## Stated exercise
Rewrite the entries from the line containing "Agricultural drone survey: scan the aerial photo for khaki" through the line containing "49, 268, 68, 296", replacing "scan" with "search" and changing nothing else.

## Records supplied
* Begin *

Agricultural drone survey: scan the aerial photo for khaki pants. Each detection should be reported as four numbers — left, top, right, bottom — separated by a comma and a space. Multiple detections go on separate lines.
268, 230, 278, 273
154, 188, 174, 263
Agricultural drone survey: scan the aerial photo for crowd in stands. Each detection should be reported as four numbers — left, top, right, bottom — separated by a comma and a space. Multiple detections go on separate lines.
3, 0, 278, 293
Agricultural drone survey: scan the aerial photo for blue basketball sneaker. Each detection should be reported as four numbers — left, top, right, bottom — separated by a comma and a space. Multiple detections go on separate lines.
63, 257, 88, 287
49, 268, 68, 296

* End *
* Begin *

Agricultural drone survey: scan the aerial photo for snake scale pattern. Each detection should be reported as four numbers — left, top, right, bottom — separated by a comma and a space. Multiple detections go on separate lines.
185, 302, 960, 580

* End *

## Task output
Agricultural drone survey: search the aerial photo for khaki pants. Each detection should be reported as four numbers — left, top, right, bottom — separated by a comma and a space. Multiple detections go on separate lines.
268, 230, 278, 273
154, 188, 174, 263
Agricultural drone survey: search the aerial photo for crowd in stands. Each detection should be reported as four numbers — left, top, right, bottom — separated by a comma and a space. Multiple detections go on separate lines.
3, 0, 278, 293
Agricultural drone survey: search the aerial photo for blue basketball sneaker. Each detection should be reported as four numbers — left, top, right, bottom — separated by a comma and a space. Multiple detections go on separate lines.
63, 257, 88, 287
49, 268, 68, 296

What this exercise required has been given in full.